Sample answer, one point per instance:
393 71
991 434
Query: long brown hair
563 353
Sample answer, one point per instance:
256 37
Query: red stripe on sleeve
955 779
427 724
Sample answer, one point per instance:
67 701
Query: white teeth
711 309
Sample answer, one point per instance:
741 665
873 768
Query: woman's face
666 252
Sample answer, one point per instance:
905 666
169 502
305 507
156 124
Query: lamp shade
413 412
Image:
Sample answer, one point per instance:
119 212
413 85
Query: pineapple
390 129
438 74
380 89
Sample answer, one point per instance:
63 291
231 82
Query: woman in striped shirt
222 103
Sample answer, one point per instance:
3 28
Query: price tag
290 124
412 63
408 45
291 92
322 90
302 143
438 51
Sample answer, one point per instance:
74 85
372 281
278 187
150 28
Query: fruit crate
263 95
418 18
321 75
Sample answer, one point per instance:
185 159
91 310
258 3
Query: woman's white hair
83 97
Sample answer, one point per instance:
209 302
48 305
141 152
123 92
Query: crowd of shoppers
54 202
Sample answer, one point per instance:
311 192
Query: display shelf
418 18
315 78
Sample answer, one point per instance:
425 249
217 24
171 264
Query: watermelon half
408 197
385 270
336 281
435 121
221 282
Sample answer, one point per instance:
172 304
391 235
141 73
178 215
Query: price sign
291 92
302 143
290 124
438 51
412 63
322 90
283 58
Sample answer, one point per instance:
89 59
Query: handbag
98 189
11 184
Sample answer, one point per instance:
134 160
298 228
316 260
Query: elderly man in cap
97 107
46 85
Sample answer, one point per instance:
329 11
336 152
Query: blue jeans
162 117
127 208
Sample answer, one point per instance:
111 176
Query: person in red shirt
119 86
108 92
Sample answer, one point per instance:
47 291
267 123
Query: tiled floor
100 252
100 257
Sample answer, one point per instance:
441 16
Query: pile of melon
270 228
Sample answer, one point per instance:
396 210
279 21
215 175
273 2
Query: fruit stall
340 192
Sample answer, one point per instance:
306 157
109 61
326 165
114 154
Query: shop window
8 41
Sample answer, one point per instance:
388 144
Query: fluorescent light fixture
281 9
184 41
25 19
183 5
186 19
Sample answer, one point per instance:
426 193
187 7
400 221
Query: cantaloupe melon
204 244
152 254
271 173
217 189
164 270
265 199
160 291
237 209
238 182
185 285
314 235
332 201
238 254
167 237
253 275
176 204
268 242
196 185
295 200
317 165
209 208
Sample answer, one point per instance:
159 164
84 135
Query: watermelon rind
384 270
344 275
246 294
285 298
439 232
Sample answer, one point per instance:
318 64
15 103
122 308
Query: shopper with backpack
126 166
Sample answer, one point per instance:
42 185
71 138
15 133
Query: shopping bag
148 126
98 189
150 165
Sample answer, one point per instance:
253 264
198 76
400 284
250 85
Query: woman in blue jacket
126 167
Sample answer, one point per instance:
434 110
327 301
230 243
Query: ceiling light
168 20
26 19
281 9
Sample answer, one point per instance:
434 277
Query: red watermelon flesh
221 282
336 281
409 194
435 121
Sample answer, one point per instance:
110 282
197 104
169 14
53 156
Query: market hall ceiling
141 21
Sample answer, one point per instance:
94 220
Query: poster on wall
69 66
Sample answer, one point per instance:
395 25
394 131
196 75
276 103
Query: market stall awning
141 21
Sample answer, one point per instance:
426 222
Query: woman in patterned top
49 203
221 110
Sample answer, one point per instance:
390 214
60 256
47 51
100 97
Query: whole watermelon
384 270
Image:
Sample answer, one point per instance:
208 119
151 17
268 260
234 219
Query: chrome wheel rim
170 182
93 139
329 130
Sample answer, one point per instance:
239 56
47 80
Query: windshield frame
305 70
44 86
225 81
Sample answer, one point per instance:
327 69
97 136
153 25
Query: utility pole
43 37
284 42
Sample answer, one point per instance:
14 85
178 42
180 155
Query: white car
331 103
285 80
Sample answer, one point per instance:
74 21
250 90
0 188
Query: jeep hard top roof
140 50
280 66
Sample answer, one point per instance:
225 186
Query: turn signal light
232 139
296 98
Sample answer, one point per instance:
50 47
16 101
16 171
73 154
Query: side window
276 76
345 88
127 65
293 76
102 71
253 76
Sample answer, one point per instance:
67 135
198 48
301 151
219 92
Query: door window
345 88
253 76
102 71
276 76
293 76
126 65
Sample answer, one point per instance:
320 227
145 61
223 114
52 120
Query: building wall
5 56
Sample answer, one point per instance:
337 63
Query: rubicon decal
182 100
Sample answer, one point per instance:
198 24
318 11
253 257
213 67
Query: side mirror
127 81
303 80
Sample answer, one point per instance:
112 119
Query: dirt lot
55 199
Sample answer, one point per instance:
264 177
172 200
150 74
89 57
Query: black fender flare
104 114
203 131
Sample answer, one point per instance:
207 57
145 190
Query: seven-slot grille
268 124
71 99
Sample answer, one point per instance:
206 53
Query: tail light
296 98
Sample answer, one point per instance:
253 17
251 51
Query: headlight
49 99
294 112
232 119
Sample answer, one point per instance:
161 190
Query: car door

------------------------------------

- [TASK DETAILS]:
Copy out all of the material, word for word.

- [EXERCISE SOLUTION]:
Sample answer, one point per instance:
393 71
991 434
Query: long brown hair
563 353
Sample answer, one point per instance:
256 37
Query: red stripe on sleeve
955 779
427 724
Sample answer, one point per instance:
67 701
Query: white teeth
711 309
Sample answer, one point per instance:
741 665
873 768
Query: woman's face
666 252
Sample answer, one point per instance:
905 666
169 502
305 507
156 124
Query: lamp shade
413 412
Image:
Sample answer, one point per instance:
119 212
413 85
Query: pineapple
390 129
438 74
380 89
Sample answer, one point per instance:
63 291
231 82
Query: woman in striped shirt
222 103
Sample answer, one point per instance:
3 28
Query: price tag
290 124
412 63
408 45
291 92
322 90
302 143
438 51
Sample answer, one point per instance:
74 85
372 281
278 187
150 28
Query: fruit crate
263 95
418 18
321 75
Sample answer, one point per instance:
185 159
91 310
258 3
Query: woman's white hair
83 97
Sample answer, one point per instance:
209 302
48 305
141 152
123 92
Query: crowd of shoppers
54 202
Sample answer, one point per instance:
311 192
Query: display shelf
418 18
315 78
Sample answer, one point per instance:
425 249
217 24
171 264
Query: watermelon half
408 197
385 270
336 281
435 121
221 282
Sample answer, one point per instance:
172 304
391 235
141 73
178 215
Query: price sign
291 92
302 143
290 124
438 51
412 63
322 90
283 58
Sample answer, one point per instance:
89 59
Query: handbag
98 189
11 184
Sample answer, one point per instance:
134 160
298 228
316 260
Query: elderly man in cap
97 107
46 85
Sample answer, one point per instance:
329 11
336 152
Query: blue jeans
162 117
127 208
Sample answer, one point per instance:
111 176
Query: person in red shirt
119 86
108 92
Sample answer, one point per instance:
47 291
267 123
Query: tiled floor
100 252
100 257
Sample answer, one point per instance:
441 16
Query: pile of melon
270 228
Sample answer, one point per instance:
396 210
279 21
215 175
273 2
Query: fruit stall
340 192
Sample answer, one point per instance:
306 157
109 61
326 165
114 154
Query: shop window
8 41
Sample answer, one point per instance:
388 144
Query: fluorescent light fixture
281 9
184 41
25 19
183 5
186 19
Sample answer, one point per instance:
426 193
187 7
400 221
Query: cantaloupe melon
204 244
152 254
271 173
217 189
164 270
265 199
160 291
237 209
238 182
185 285
314 235
332 201
238 254
167 237
253 275
176 204
268 242
196 185
295 200
317 165
209 208
Sample answer, one point per instance:
159 164
84 135
Query: watermelon rind
384 270
344 275
246 294
285 298
439 232
Sample answer, one point per instance:
318 64
15 103
122 308
Query: shopper with backpack
126 166
Sample answer, one point per instance:
42 185
71 138
15 133
Query: shopping bag
148 126
98 189
150 165
Sample answer, one point per instance:
253 264
198 76
400 284
250 85
Query: woman in blue jacket
126 167
Sample answer, one point per instance:
434 110
327 301
230 243
Query: ceiling light
168 20
26 19
281 9
Sample answer, one point per instance:
434 277
Query: red watermelon flesh
221 282
336 281
409 194
435 121
Sample answer, one point per instance:
110 282
197 104
169 14
53 156
Query: market hall ceiling
141 21
Sample answer, one point per instance:
94 220
Query: poster on wall
69 66
Sample answer, one point per instance:
395 25
394 131
196 75
276 103
Query: market stall awning
141 21
Sample answer, one point per instance:
426 222
Query: woman in patterned top
49 203
221 110
Sample answer, one point per instance:
390 214
60 256
47 51
100 97
Query: whole watermelon
384 270
Image:
Sample answer, one point per instance:
208 119
151 17
268 260
234 219
Query: chrome wheel rim
170 182
93 139
329 130
Sample answer, one point per instance:
239 56
47 80
Query: windshield frame
305 70
44 86
225 81
Sample answer, one point per instance:
327 69
97 136
153 25
Query: utility pole
43 37
284 42
Sample answer, one point per instance:
14 85
178 42
180 155
Query: white car
331 103
285 80
Sample answer, one point per instance:
74 21
250 90
0 188
Query: jeep hard top roof
140 50
280 66
Sample answer, one point per instance:
225 186
Query: turn signal light
232 139
296 98
Sample answer, one point per instance:
50 47
16 101
16 171
73 154
Query: side window
276 76
345 88
127 65
293 76
102 71
253 76
Sample answer, one point per instance:
67 135
198 48
301 151
219 92
Query: door window
345 88
253 76
102 71
276 76
293 76
126 65
Sample answer, one point per instance:
320 227
145 61
223 114
52 120
Query: building wall
5 56
Sample answer, one point per instance:
337 63
Query: rubicon decal
182 100
Sample answer, one point per instance:
198 24
318 11
253 257
213 67
Query: side mirror
127 81
303 80
Sample answer, one point per instance:
112 119
Query: dirt lot
55 199
Sample answer, one point per instance:
264 177
172 200
150 74
89 57
Query: black fender flare
104 114
203 131
Sample answer, one point per instance:
207 57
145 190
Query: seven-slot grille
268 124
71 99
Sample answer, one point per instance:
206 53
Query: tail light
296 98
Sample answer, one point per instance:
253 17
251 51
Query: headlight
49 99
294 112
232 119
Sample answer, one point per instance:
161 190
Query: car door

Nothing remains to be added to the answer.